_Written problem:_ What do the lines from the one containing "Lane-count request: drop a dot on each instance of the clay" through the end of the entries say? Quote them exactly, and only them.
- - - - -
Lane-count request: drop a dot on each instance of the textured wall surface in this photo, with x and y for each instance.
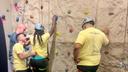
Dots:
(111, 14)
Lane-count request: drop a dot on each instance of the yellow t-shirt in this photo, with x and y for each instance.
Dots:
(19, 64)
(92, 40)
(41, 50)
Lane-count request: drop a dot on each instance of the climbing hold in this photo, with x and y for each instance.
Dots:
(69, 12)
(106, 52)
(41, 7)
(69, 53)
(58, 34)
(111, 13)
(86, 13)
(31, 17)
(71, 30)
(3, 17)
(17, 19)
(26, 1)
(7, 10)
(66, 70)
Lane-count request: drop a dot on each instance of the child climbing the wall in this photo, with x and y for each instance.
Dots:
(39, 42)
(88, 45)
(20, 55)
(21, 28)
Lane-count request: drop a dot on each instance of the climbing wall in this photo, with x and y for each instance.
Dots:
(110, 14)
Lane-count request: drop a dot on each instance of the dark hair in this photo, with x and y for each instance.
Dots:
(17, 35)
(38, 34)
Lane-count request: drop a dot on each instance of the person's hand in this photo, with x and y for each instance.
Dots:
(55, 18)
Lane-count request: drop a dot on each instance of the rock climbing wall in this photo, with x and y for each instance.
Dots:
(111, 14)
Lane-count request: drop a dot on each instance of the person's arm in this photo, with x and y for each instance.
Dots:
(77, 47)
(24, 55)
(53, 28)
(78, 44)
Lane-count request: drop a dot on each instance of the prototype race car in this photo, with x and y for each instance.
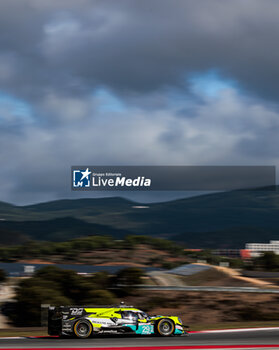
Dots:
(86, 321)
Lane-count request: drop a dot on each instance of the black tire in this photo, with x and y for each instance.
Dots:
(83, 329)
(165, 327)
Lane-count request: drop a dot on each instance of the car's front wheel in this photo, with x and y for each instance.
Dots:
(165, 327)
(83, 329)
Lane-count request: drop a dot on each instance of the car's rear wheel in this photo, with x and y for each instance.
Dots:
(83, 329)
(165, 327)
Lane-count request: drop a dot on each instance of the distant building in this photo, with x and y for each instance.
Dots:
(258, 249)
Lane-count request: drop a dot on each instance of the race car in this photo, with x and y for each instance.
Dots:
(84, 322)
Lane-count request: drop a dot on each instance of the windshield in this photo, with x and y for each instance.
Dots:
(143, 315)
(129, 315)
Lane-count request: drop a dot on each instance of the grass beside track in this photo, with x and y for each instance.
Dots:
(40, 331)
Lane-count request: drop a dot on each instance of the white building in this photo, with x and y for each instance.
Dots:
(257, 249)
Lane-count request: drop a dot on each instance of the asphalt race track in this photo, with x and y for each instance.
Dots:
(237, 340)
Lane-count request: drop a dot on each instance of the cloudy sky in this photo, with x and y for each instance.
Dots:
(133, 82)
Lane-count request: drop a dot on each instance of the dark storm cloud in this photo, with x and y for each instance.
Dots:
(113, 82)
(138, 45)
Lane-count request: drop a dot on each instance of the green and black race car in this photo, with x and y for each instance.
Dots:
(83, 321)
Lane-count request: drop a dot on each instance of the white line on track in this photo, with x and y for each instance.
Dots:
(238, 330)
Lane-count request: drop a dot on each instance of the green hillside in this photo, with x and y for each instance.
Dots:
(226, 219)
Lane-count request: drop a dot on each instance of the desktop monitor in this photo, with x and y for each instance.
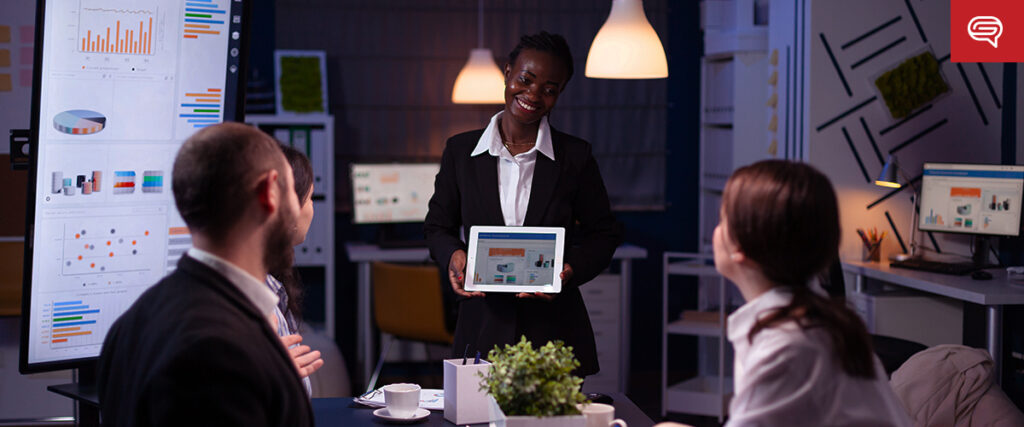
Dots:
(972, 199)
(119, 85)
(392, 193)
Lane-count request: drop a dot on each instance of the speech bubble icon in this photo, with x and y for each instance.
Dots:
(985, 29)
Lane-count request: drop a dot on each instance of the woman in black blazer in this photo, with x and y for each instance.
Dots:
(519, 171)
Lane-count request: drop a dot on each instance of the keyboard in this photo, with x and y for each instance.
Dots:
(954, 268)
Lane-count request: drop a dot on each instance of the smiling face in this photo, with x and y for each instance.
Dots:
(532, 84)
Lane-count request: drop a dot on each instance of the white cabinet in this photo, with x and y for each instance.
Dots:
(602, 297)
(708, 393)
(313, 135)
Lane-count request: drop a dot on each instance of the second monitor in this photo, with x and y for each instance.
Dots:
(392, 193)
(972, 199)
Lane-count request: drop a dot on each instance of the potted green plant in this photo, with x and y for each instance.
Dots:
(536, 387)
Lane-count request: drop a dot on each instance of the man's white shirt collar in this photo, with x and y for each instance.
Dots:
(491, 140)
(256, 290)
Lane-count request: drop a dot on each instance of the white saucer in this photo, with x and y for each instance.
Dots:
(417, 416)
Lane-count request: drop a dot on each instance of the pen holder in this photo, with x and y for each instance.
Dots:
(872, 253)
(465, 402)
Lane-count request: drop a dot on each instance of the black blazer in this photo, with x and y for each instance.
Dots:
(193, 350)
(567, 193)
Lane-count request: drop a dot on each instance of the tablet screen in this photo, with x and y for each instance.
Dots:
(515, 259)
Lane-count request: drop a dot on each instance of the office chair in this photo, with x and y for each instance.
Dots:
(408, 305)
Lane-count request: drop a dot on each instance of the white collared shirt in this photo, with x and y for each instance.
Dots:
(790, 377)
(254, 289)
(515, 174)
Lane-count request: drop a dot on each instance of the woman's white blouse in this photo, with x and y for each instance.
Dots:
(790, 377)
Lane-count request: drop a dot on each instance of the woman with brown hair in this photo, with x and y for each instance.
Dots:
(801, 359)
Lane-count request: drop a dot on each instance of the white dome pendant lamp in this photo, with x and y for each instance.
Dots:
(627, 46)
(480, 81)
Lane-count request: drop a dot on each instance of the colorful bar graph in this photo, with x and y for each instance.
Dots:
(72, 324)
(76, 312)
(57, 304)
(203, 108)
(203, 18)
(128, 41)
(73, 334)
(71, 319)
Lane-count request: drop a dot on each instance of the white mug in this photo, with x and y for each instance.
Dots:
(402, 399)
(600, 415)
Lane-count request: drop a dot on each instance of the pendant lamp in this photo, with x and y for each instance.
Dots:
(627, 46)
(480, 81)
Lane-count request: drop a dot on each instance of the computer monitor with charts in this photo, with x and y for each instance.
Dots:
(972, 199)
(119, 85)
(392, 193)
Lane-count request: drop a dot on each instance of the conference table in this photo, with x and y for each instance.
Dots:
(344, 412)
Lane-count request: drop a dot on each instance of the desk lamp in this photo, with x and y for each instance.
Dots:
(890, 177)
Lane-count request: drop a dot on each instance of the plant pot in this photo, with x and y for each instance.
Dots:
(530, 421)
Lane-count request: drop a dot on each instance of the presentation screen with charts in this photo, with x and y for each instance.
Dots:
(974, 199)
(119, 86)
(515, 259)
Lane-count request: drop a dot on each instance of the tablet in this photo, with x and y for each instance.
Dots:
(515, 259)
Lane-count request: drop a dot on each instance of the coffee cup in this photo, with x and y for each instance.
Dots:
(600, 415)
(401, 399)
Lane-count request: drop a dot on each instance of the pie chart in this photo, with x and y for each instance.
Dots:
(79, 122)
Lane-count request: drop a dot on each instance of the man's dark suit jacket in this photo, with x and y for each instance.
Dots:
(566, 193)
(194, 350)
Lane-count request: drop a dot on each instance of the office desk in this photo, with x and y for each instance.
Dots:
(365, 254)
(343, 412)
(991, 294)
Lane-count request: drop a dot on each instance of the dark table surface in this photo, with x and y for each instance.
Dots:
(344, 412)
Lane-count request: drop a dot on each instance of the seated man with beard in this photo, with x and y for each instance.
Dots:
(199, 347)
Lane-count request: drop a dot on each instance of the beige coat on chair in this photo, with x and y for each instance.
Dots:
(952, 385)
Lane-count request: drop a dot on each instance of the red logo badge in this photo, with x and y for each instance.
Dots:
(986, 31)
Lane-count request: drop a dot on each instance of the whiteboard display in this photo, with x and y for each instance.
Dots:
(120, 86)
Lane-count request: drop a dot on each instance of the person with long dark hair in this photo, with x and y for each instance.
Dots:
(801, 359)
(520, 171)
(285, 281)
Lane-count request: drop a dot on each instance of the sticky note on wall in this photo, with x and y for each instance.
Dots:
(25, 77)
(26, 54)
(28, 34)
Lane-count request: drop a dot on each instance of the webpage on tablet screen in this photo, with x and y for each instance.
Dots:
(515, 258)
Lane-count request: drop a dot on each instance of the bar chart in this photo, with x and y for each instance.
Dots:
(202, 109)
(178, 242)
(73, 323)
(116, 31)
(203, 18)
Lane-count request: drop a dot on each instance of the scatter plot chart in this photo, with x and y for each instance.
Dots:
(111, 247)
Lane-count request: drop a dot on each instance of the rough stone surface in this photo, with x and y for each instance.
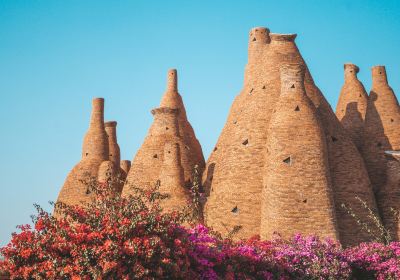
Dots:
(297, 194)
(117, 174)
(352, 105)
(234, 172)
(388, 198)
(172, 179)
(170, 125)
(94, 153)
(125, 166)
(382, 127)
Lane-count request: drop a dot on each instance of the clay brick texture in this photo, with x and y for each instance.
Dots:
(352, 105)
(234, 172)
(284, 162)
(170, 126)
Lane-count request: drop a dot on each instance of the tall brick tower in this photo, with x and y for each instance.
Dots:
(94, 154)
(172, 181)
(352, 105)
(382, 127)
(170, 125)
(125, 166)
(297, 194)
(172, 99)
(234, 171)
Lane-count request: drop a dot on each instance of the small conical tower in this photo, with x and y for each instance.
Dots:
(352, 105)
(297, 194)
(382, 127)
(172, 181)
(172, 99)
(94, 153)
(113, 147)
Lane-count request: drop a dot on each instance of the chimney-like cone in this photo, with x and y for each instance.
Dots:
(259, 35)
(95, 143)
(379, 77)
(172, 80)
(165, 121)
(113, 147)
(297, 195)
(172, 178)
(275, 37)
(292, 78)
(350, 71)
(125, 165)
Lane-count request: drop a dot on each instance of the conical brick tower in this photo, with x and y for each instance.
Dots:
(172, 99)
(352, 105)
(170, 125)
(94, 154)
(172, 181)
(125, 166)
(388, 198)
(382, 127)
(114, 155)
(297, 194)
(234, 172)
- - - - -
_Reply:_
Lane-count request: drop a dot on each instance of the clay brick texture in this photo, with x and y for each instance.
Dots:
(352, 105)
(234, 172)
(284, 162)
(170, 126)
Lane-count request: drop a dot on each instance of the tall brick tower in this photo, with x and y for each instance.
Dots:
(94, 154)
(172, 181)
(352, 105)
(382, 127)
(170, 125)
(125, 166)
(297, 194)
(172, 99)
(234, 171)
Lane-count request: drop a dot on each instance of the small conical tower in this photo, with x and y for each instance.
Dots:
(352, 105)
(297, 194)
(382, 127)
(172, 181)
(172, 99)
(94, 153)
(113, 147)
Lane-count request: drop a dot on each instance of the chimney-like cone in this photo, with x and y for each instance.
Dots:
(259, 35)
(95, 143)
(379, 77)
(172, 80)
(165, 121)
(113, 147)
(297, 195)
(172, 178)
(275, 37)
(292, 78)
(350, 71)
(125, 165)
Lane-count request: drop a dot on each instance of the conical brick tower in this photo, with x and y for each instance.
Dots:
(172, 99)
(352, 105)
(170, 125)
(94, 154)
(172, 181)
(125, 166)
(388, 198)
(382, 127)
(114, 155)
(297, 194)
(234, 172)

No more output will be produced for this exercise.